§ **Quoted text**:
══════

Benchmarks have demonstrated that Netfilter (and its connection tracking) account for a good amount of the CPU load on a busy server. A good server does not need to depend on a firewall for security: rather than blocking protocols and ports, the administrator should make sure that these services aren’t bound to public interfaces in the first place. An internal services bound on all interfaces is an indicator for misconfiguration.

It is a good idea to disable the firewall (in the kernel configuration) and audit all listeners. If you cannot do without a firewall, you can disable connection tracking for beng-proxy connections:

table raw {
  chain PREROUTING proto tcp dport http NOTRACK;
  chain OUTPUT proto tcp sport http NOTRACK;
}

Cacheable Widgets and Containers

If you do a lot of direct communication with widgets, its container should be cacheable. If not, the container will be queried each time a request for a widget is handled. On pages with many widgets, you should try to make all of them cacheable. See Caching for details.

Disabling Widget Options

Don’t enable widget options when you don’t need them. That affects the options “processor”, “container”, “stateful” and others. Each of them adds some bloat to the response handler, and slows down the application. See Widget registry for details.

Load Balancing

If a machine serving a resource is too slow, you may be able to parallelize its work. Note that this increases throughput, but usually does not reduce latency considerably. See Load balancing, failover.

The Stopwatch

The stopwatch measures the latency of external resources (e.g. remote HTTP servers, CGI and pipe programs). It is only available in the debug build (compile-time option --enable-stopwatch).

Example output:

stopwatch[172.30.0.23:80 /test.py]: request=5ms headers=85ms end=88ms (beng-proxy=1+2ms)

Here, the HTTP request to 172.30.0.23:80 was sent within 5 milliseconds. After 85 milliseconds, the response headers were received, and after 3 more milliseconds, the response body was received. All of these refer to wallclock time, relative to the start of the operation. Each client library may have its own set of breakpoints.

During this HTTP request, beng-proxy consumed 3 milliseconds of raw CPU time (not wallclock time): 1 millisecond in user space, and 2 milliseconds for the kernel.

Resources

beng-proxy delivers resources to its HTTP clients. It obtains these resources from several sources.

Static files

Local “regular” files can be served by beng-proxy. This is the fastest mode, and should be preferred, if possible. The Range request header is supported (bytes only).

Directory index

For security (by obscurity) reasons, beng-proxy has no code for generating directory listings.

HTTP proxying

beng-proxy implements an HTTP client, which allows it to act as a reverse HTTP proxy server. You should never make beng-proxy connect to itself.

Caching

Responses from the remote servers are cached, if possible. To allow proper caching, the remote server must set the response headers Last-Modified, Expires and ETag properly. Additionally, they should understand the according request headers If-Modified-Since and If-Unmodified-Since, If-Match, If-None-Match.

The cache is local to a beng-proxy worker.

Connection pooling

beng-proxy attempts to use HTTP 1.1 keep-alive, to be able to reuse existing connections to a remote server.

══════

§ **Extracted information**:
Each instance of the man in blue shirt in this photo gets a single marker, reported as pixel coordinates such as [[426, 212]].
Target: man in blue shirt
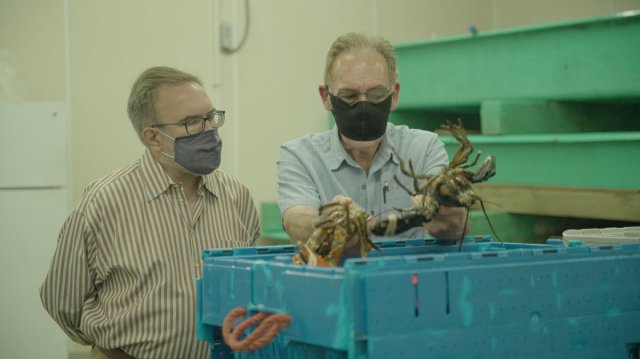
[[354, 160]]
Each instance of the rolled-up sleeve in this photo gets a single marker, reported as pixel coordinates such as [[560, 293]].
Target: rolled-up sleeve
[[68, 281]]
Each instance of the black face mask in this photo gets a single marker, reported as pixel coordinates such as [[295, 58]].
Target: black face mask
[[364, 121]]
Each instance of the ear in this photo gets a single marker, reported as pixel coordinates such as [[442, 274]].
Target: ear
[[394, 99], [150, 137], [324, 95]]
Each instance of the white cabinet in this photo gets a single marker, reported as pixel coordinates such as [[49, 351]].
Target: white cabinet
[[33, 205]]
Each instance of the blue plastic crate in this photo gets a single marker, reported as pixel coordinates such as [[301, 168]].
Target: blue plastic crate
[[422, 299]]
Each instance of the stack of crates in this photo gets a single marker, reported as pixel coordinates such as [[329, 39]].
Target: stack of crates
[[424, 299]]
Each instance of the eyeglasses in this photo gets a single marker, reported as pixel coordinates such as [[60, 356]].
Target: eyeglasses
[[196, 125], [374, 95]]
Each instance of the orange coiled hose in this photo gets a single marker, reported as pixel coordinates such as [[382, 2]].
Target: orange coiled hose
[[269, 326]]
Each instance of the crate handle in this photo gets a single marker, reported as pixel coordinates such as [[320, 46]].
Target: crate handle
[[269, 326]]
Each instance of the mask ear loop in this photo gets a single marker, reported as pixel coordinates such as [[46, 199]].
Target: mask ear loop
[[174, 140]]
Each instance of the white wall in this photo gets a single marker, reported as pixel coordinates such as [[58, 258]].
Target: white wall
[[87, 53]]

══════

§ **What is expected**: Quote, word for word, the stretch of the beng-proxy documentation that opens with the words "For security (by" and closes with "a beng-proxy worker.".

§ **Solution to this exercise**:
For security (by obscurity) reasons, beng-proxy has no code for generating directory listings.

HTTP proxying

beng-proxy implements an HTTP client, which allows it to act as a reverse HTTP proxy server. You should never make beng-proxy connect to itself.

Caching

Responses from the remote servers are cached, if possible. To allow proper caching, the remote server must set the response headers Last-Modified, Expires and ETag properly. Additionally, they should understand the according request headers If-Modified-Since and If-Unmodified-Since, If-Match, If-None-Match.

The cache is local to a beng-proxy worker.